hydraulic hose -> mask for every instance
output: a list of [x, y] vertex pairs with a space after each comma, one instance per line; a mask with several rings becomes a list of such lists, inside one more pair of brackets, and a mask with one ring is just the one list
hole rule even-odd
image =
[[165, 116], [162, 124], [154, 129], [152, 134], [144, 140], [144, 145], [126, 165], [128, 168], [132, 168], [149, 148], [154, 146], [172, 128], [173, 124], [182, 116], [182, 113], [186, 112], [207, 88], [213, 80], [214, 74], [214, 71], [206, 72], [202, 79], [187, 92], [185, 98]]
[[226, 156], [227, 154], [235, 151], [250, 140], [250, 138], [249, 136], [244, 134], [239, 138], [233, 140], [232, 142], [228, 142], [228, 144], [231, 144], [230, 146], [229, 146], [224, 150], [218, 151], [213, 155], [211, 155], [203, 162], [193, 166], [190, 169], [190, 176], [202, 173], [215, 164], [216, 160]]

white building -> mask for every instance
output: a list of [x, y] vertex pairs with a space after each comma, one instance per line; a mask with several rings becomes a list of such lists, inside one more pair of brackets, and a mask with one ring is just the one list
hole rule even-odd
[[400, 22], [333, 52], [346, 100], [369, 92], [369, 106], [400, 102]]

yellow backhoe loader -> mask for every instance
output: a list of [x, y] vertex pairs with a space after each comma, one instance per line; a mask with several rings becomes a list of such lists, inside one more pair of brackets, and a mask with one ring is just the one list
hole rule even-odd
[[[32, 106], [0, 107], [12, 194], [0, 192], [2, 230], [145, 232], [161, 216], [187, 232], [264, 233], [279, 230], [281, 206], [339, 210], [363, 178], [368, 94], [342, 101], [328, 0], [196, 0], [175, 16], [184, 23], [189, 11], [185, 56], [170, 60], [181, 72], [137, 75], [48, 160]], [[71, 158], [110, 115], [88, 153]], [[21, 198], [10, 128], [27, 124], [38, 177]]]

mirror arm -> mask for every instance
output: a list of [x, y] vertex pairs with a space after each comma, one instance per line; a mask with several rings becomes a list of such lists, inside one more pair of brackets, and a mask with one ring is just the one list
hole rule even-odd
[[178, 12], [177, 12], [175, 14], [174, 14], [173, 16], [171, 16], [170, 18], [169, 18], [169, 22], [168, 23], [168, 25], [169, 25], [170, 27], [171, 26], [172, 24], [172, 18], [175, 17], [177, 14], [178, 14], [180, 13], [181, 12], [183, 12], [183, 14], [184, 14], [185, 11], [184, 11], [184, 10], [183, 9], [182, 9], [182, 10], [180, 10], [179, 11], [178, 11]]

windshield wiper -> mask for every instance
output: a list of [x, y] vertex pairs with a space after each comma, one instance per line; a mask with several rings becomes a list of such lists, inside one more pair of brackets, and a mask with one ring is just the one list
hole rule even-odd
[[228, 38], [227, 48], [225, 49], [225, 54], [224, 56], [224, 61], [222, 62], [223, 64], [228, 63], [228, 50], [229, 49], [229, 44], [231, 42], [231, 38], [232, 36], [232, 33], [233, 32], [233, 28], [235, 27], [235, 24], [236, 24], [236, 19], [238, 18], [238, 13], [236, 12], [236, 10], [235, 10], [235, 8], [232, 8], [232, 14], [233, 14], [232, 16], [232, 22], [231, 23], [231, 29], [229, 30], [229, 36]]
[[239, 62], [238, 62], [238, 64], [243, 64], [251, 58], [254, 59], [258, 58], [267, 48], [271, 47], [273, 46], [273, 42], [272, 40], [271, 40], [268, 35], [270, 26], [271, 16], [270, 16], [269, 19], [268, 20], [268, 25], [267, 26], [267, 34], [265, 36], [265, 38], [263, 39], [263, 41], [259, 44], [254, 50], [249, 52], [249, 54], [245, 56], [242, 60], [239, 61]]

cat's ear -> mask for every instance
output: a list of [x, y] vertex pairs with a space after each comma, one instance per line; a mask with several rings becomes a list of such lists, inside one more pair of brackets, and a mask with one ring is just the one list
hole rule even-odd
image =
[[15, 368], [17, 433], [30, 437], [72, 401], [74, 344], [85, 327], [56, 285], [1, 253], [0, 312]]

Goal ▸ Put every line of the items above into a JSON list of strings, one string per line, leaving out the blank lines.

Response to this task ▸
[
  "hydraulic hose -> mask for every instance",
  "output: a list of [x, y] vertex pairs with a space after each comma, one instance per line; a mask with several rings becomes a list of such lists, inside one more pair of brackets, and a mask with one ring is just the one list",
  "hole rule even-odd",
  "image =",
  "[[165, 116], [162, 124], [154, 129], [152, 134], [144, 140], [144, 145], [126, 165], [128, 168], [132, 168], [149, 148], [154, 146], [172, 128], [173, 124], [182, 116], [182, 113], [186, 112], [207, 88], [213, 80], [214, 74], [214, 71], [206, 72], [202, 79], [187, 92], [185, 98]]",
  "[[226, 156], [227, 154], [235, 151], [250, 140], [250, 138], [249, 136], [244, 134], [239, 138], [233, 140], [232, 142], [228, 142], [228, 144], [231, 144], [230, 146], [229, 146], [224, 150], [218, 151], [213, 155], [211, 155], [203, 162], [193, 166], [190, 169], [190, 176], [202, 173], [215, 164], [216, 160]]",
  "white building -> mask for every instance",
  "output: a list of [x, y] vertex pairs with a space after each comma, one instance per line; a mask with several rings becomes a list of such lists, inside one more pair of brackets, and a mask with one ring is just the one list",
  "hole rule even-odd",
  "[[400, 22], [333, 52], [346, 100], [369, 92], [369, 106], [400, 102]]",
  "yellow backhoe loader -> mask for every instance",
  "output: a list of [x, y] vertex pairs with a space after each comma, one instance per line; a mask with several rings becomes a list of such lists, inside one more pair of brackets, and a mask with one ring is just the one list",
  "hole rule even-odd",
  "[[[32, 106], [0, 107], [12, 194], [0, 192], [2, 230], [145, 232], [161, 216], [187, 232], [264, 233], [279, 230], [281, 206], [339, 210], [363, 178], [368, 94], [342, 101], [328, 0], [196, 0], [175, 16], [184, 23], [189, 11], [185, 56], [170, 60], [181, 72], [137, 75], [48, 160]], [[71, 158], [110, 115], [88, 153]], [[21, 198], [10, 128], [27, 124], [38, 177]]]",
  "mirror arm -> mask for every instance",
  "output: a list of [x, y] vertex pairs with a space after each comma, one instance per line; a mask with several rings becomes a list of such lists, inside one more pair of brackets, and a mask with one ring is just the one list",
  "hole rule even-odd",
  "[[178, 12], [177, 12], [175, 14], [174, 14], [173, 16], [171, 16], [170, 18], [169, 18], [169, 22], [168, 23], [168, 25], [169, 25], [170, 27], [171, 26], [172, 24], [172, 18], [175, 17], [177, 14], [178, 14], [180, 13], [181, 12], [183, 12], [183, 14], [184, 14], [185, 11], [184, 11], [184, 10], [183, 9], [182, 9], [182, 10], [180, 10], [179, 11], [178, 11]]",
  "windshield wiper -> mask for every instance",
  "output: a list of [x, y] vertex pairs with a space after each comma, one instance per line; a mask with several rings becomes a list of such lists, inside one more pair of brackets, and a mask with one ring is just the one list",
  "hole rule even-odd",
  "[[228, 38], [227, 48], [225, 49], [225, 54], [224, 56], [224, 61], [222, 62], [223, 64], [228, 63], [228, 50], [229, 49], [229, 44], [231, 42], [231, 38], [232, 36], [232, 33], [233, 32], [233, 28], [235, 27], [235, 24], [236, 24], [236, 19], [238, 18], [238, 13], [236, 12], [236, 10], [235, 10], [235, 8], [232, 8], [232, 14], [233, 14], [232, 16], [232, 22], [231, 23], [231, 29], [229, 30], [229, 36]]",
  "[[239, 62], [238, 62], [238, 64], [243, 64], [251, 58], [254, 59], [258, 58], [267, 48], [271, 47], [273, 46], [273, 42], [272, 40], [271, 40], [268, 35], [270, 26], [271, 16], [270, 16], [269, 19], [268, 20], [268, 25], [267, 26], [267, 34], [265, 36], [265, 38], [263, 39], [263, 41], [259, 44], [254, 50], [249, 52], [249, 54], [245, 56], [242, 60], [239, 61]]",
  "cat's ear -> mask for every instance",
  "output: a list of [x, y] vertex pairs with a space after each comma, one instance per line; a mask with several rings becomes a list of such lists, inside one more pair of brackets, and a mask with one ring is just the one list",
  "hole rule even-odd",
  "image =",
  "[[15, 368], [17, 433], [30, 437], [72, 401], [74, 344], [85, 327], [56, 285], [1, 253], [0, 312]]"
]